• **Brief A**
From the Venture Bros. interview, list every film, TV show, or event that is mentioned by name.
• **Brief B**
Pick up the Venture Bros. interview where it stops and write the next part.

• **Text block**
=-=-=-=-=

DH: I didn’t imagine it. It didn’t even occur to me. Ten years is a long fucking time. People have been telling us for the past few days, “It’s been a long time.” Don’t do that, you’re just going to make us not want to do it anymore. You’ll be like, “Oh it’s so fresh, it’s like you just started!” And we’ll be like, “Yes!” I’ve been walking around going, “Goddammit, I should’ve directed the new Thor movie!” So now we feel like we’re still doing the same fucking thing ten years later.

So have there been projects that have come you way that you’ve had to turn down because of the show?

DH: Nnnnooo!

JP: I’ve taken a meeting or two that were like, “We’d love to work with you sometime,” but nobody’s ever gone, “We want you to write or direct this,” and have me have to go, “Sorry, not right now.”

DH: We might actually be whores, who knows? If they offered us the right thing we’d be like, “So long, Venture Bros.!,” but nobody’s put us to that test. We are faithful only because we live in a town with one woman.

Was there a point in the run of the show where you said to yourselves, “Hey, I think we’ve got something going here. People really seem to be responding to this”?

DH: Has that happened yet?

JP: I think season two we probably started to sense that things were better, and I think the ratings were getting better. The most profound thing was that first that we had to do a big room at San Diego [Comic-Con International]. You remember that, when we walked in there to give them the video and we were like, “There’s no way we’re going to fill this room.”? We couldn’t believe it. I think we had 200-person rooms before that and that was like a 4,000-person room. That was weird to me. And then to hear, “Oh, people have been on line since this morning” and I said, “What?”

DH: And all we do is go up there and talk about our childhoods and our genitals. It’s the worst panel ever. And people can’t wait to see these stupid things.

One thing that was different coming into this year is that you were renewed for two seasons rather than one. Did that change your approach to either producing or writing the show? Or did you still look at it as, “Let’s just take it one season at a time”?

=-=-=-=-=

• **Data lines**
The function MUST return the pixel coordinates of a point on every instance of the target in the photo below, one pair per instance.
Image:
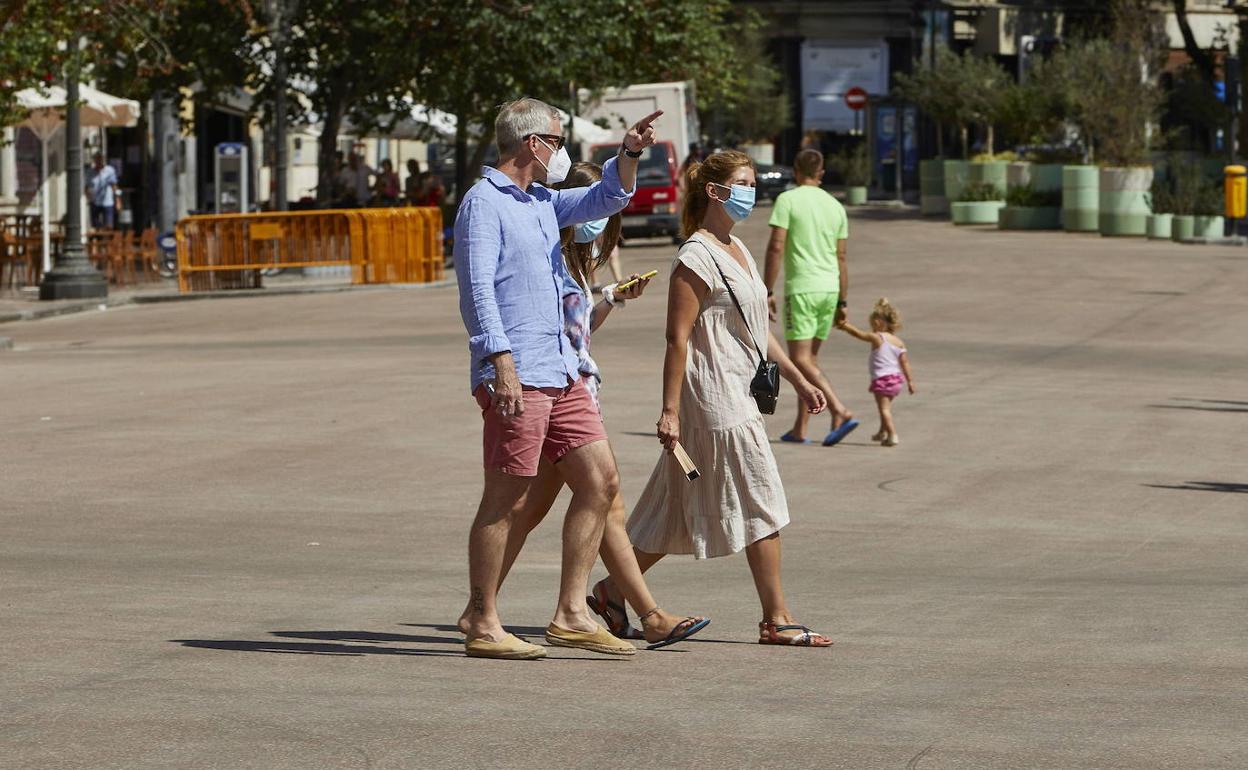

=-=-=-=-=

• **Answer A**
- the new Thor movie
- Venture Bros.
- San Diego Comic-Con International

• **Answer B**
JP: We’re kind of one season at a time about it but I think we feel a little more comfortable about it.

DH: We did join [the seasons] psychologically.

JP: Certainly when we were writing some of season five we were thinking of things that we weren’t going to do until season six, and kind of compartmentalizing a little bit. Like when certain ideas would hit us we’d go, “Oh yeah, let’s do that next season after we do X episode this season, because that’ll set that up.” There was a little bit of that, but that’s really just planning for a 20-episode season in a way.

DH: It did take a lot of the pressure off of one, worrying about being canceled or two, thinking maybe we don’t want to do this anymore. It made it so it was a fixed kind of thing so we could really look at the future. I think all of the changes were really psychological for us. And we’re really appreciative. Imagine making a show and then putting it on the air and sitting on your hands and going, “Geesh, will they let us do it again?”

I know for the fan community, the [season four-ending] “Operation P.R.O.M.” episode definitely had the feeling of an episode that closed the season but also could have served as a series closer. A lot of fans were nervous about whether it was the end, and were waiting for an announcement from Cartoon Network.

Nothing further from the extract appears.